* _Collected data_:
^^^^^^^^^^^^^^^^

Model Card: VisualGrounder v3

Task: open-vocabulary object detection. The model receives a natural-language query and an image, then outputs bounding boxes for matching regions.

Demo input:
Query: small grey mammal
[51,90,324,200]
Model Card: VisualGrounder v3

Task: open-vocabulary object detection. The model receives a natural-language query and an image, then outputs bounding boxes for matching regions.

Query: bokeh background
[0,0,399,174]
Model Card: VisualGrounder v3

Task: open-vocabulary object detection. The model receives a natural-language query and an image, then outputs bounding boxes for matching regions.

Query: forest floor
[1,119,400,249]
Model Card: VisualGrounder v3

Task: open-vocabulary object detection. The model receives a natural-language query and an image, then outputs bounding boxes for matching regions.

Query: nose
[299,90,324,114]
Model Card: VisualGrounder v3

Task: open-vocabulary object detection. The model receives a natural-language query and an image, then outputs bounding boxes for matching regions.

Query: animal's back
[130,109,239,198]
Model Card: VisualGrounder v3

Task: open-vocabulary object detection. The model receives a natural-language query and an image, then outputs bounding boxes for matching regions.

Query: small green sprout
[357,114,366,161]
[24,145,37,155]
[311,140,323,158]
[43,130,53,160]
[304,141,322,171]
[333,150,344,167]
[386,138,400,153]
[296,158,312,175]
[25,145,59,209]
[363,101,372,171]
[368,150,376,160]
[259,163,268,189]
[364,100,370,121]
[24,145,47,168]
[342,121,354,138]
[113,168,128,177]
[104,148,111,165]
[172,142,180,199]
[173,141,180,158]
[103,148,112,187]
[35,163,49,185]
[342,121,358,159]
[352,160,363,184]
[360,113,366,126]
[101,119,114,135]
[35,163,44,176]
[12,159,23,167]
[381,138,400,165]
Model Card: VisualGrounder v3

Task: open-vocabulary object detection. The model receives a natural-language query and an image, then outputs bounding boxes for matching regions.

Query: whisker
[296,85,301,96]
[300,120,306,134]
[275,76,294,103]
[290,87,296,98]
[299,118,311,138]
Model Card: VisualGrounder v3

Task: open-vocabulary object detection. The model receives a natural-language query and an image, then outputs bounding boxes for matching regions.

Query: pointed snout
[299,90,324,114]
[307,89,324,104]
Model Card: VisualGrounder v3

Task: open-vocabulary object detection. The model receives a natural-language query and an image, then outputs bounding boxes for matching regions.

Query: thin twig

^^^^^^^^^^^^^^^^

* _TASK_:
Give back every line above, unchanged.

* _RESULT FOR THIS EXERCISE_:
Model Card: VisualGrounder v3

Task: open-vocabulary object detection. The model receives a natural-language query and an image, then outputs bounding boxes for matching regions.

Demo input:
Query: small grey mammal
[51,90,324,200]
Model Card: VisualGrounder v3

Task: open-vocabulary object detection. The model receives a natural-language query and an image, then outputs bounding boxes for matching regions.

Query: bokeh background
[0,0,399,174]
Model Card: VisualGrounder v3

Task: open-vocabulary object detection. The model receives a natural-language query and an image, then outputs bounding boxes for matching regions.

Query: forest floor
[1,119,400,249]
Model Card: VisualGrounder v3

Task: open-vocabulary object detection. The model receives a natural-language query and an image, then outputs bounding boxes for matching regions.

Query: nose
[299,90,324,114]
Model Card: VisualGrounder v3

Task: open-vocabulary object detection. The model receives a natural-language query and an image, then outputs bounding boxes for matching regions.

Query: animal's back
[130,109,239,198]
Model Card: VisualGrounder v3

Task: open-vocabulary object detection. The model receives a natural-language query and an image, then outputs bounding boxes for matching regions.

Query: small green sprout
[357,114,366,161]
[24,145,37,155]
[311,140,323,158]
[43,130,53,160]
[304,141,322,171]
[333,150,344,167]
[386,138,400,153]
[296,158,312,175]
[25,145,59,209]
[363,101,372,171]
[368,150,376,160]
[259,163,268,189]
[364,100,370,121]
[24,145,47,168]
[342,121,354,138]
[113,168,128,177]
[104,148,111,165]
[172,142,180,199]
[173,141,180,158]
[103,148,112,187]
[35,163,49,185]
[342,121,358,159]
[352,160,363,184]
[360,113,366,126]
[101,119,114,135]
[35,163,44,176]
[12,159,23,167]
[381,138,400,165]
Model Card: VisualGrounder v3

Task: open-vocabulary object detection. The model receives a natural-language query and an image, then outputs bounding boxes for matching regions.

Query: whisker
[296,85,301,96]
[300,120,306,134]
[275,76,294,103]
[290,87,296,98]
[299,118,311,138]
Model Card: VisualGrounder v3

Task: open-vocabulary object detection. The model receives a natural-language query and an image, then outputs bounding boxes for matching regions.

Query: pointed snout
[299,90,324,114]
[307,89,324,104]
Model Card: VisualGrounder v3

Task: open-vocabulary object detection. The model receives a natural-language query and an image, then outputs bounding boxes for matching regions.

Query: thin twig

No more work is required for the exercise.